Your task → Retype the passage on community outreach from "We also delight" up to and including "most vulnerable creatures.".

Document passage →
============

In past years, we’ve supported Camp Marshall’s Grace Camp, a camp for children whose parents are serving sentences in the correctional system. Although Camp Marshall had to shutter its doors this summer, our dedicated group of quilters held both their Fall (2019) and Spring (2020) quilt retreats, where they lovingly designed, pieced, and quilted a dozen quilts that will be given to children when Grace Camp is able to reopen. In addition, we contributed resources towards Camp Marshall’s operating expenses, so that when they reopen, they’ll be equipped with talented staff and a repaired dock.
We also delight in the fact that several parishioners join others at the Springs Assisted Living facility in knitting toys, hats, scarves, as well as prayer shawls in a group lovingly known as the KnitWits.
While we were unable to host one of our annual events, the Chili Open, a golf tournament played in the snow to assist local animal welfare agencies, we were still able to help some pets in trouble. As the Blackfeet Reservation began a 14-Day shutdown, they put out a call for dog food. At our blessing of the animals, monetary donations and hundreds of pounds of dog food arrived on our doorstep. We hope to resume the Chili Open next year and continue to help some of God’s most vulnerable creatures.

============

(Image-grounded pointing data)
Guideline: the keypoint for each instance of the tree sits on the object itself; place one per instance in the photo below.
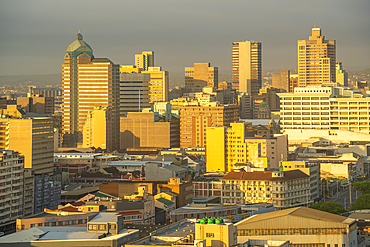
(362, 202)
(330, 207)
(363, 187)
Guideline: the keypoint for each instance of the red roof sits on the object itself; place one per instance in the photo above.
(130, 212)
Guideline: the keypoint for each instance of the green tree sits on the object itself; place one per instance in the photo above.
(330, 207)
(363, 187)
(362, 202)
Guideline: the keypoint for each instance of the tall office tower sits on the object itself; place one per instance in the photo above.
(247, 66)
(159, 84)
(316, 60)
(87, 82)
(201, 75)
(282, 80)
(195, 119)
(134, 92)
(341, 75)
(144, 60)
(97, 129)
(32, 137)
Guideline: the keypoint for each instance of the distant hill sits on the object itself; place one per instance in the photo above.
(25, 80)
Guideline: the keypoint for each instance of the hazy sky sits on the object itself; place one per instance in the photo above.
(35, 34)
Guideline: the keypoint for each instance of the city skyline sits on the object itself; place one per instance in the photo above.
(181, 34)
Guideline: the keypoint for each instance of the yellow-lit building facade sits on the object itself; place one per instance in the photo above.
(322, 109)
(88, 82)
(195, 119)
(159, 84)
(247, 66)
(216, 235)
(201, 75)
(33, 138)
(144, 60)
(282, 189)
(316, 60)
(97, 129)
(229, 146)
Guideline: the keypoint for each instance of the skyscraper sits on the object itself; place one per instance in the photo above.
(144, 60)
(247, 66)
(201, 75)
(88, 82)
(316, 60)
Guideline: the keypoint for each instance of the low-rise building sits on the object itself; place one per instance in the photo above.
(302, 226)
(282, 189)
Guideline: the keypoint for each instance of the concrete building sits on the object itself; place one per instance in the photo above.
(144, 60)
(134, 92)
(302, 226)
(282, 80)
(228, 146)
(328, 109)
(316, 60)
(195, 119)
(105, 229)
(201, 75)
(341, 75)
(33, 137)
(312, 169)
(87, 82)
(159, 171)
(37, 104)
(140, 129)
(97, 130)
(247, 66)
(282, 189)
(158, 84)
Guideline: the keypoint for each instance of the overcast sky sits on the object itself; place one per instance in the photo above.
(35, 34)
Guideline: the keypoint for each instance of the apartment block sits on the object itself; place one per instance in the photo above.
(316, 60)
(33, 138)
(247, 66)
(12, 186)
(282, 189)
(144, 60)
(282, 80)
(87, 82)
(139, 129)
(195, 119)
(134, 92)
(227, 146)
(325, 108)
(97, 130)
(158, 84)
(341, 75)
(201, 75)
(37, 104)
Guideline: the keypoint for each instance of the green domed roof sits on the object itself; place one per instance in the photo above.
(79, 45)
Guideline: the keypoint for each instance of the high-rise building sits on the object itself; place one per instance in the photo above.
(87, 82)
(97, 131)
(282, 80)
(144, 60)
(227, 146)
(139, 129)
(201, 75)
(341, 75)
(134, 92)
(247, 66)
(159, 84)
(33, 138)
(316, 60)
(195, 119)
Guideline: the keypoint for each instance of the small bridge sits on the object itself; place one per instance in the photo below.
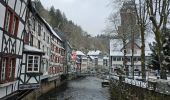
(85, 74)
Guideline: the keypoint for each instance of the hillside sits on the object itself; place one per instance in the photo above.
(77, 37)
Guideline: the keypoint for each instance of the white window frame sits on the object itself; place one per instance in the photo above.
(33, 63)
(3, 71)
(8, 19)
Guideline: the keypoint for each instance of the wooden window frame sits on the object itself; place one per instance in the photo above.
(13, 23)
(33, 64)
(9, 70)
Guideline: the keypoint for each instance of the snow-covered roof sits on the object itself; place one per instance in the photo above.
(97, 52)
(52, 30)
(105, 57)
(92, 57)
(84, 57)
(46, 57)
(31, 48)
(115, 47)
(79, 53)
(150, 38)
(117, 44)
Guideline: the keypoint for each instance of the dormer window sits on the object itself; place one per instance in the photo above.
(11, 22)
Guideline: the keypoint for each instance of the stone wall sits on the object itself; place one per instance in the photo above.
(125, 91)
(45, 87)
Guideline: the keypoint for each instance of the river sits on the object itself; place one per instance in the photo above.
(88, 88)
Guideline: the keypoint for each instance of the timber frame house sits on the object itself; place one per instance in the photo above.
(12, 29)
(31, 52)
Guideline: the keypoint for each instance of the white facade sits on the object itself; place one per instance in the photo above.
(11, 43)
(117, 55)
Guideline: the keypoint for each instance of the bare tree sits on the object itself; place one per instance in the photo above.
(158, 11)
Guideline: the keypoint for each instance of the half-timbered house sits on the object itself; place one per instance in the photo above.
(12, 29)
(57, 56)
(37, 51)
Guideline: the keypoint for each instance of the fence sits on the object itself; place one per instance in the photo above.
(128, 89)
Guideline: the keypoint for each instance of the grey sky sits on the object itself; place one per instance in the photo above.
(89, 14)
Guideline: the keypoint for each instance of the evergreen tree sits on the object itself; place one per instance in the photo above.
(166, 50)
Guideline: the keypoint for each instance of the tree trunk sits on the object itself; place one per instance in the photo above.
(143, 53)
(160, 59)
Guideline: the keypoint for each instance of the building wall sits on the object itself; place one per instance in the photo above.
(11, 43)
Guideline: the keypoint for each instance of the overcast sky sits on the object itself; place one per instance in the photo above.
(91, 15)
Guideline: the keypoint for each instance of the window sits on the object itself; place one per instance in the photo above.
(31, 40)
(43, 48)
(47, 51)
(11, 22)
(39, 45)
(3, 70)
(48, 39)
(33, 63)
(114, 58)
(118, 58)
(34, 24)
(39, 30)
(7, 69)
(44, 36)
(7, 20)
(11, 68)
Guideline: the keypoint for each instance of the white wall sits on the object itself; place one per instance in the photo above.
(2, 15)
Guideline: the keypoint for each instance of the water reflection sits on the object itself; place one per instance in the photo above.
(88, 88)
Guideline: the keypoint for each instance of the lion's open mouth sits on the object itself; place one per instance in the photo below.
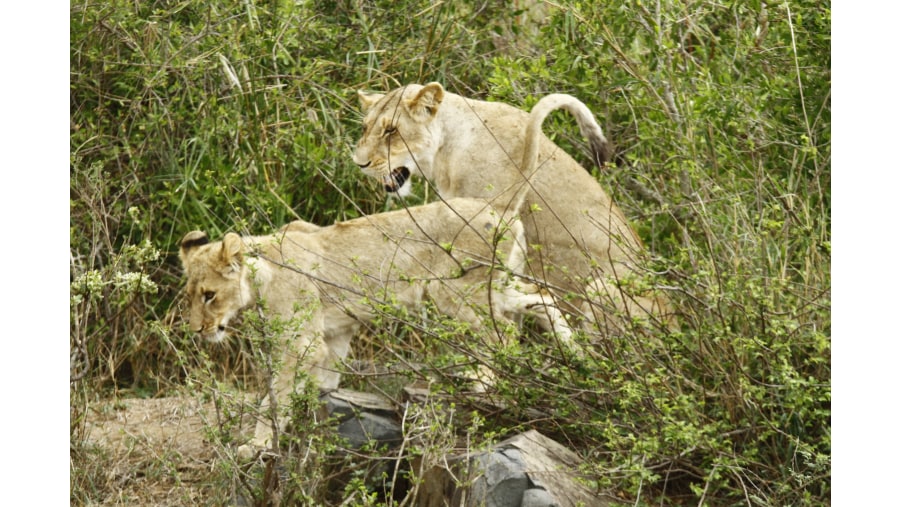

============

Written reply →
We also delight in the fact that several parishioners join others at the Springs Assisted Living facility in knitting toys, hats, scarves, as well as prayer shawls in a group lovingly known as the KnitWits.
While we were unable to host one of our annual events, the Chili Open, a golf tournament played in the snow to assist local animal welfare agencies, we were still able to help some pets in trouble. As the Blackfeet Reservation began a 14-Day shutdown, they put out a call for dog food. At our blessing of the animals, monetary donations and hundreds of pounds of dog food arrived on our doorstep. We hope to resume the Chili Open next year and continue to help some of God’s most vulnerable creatures.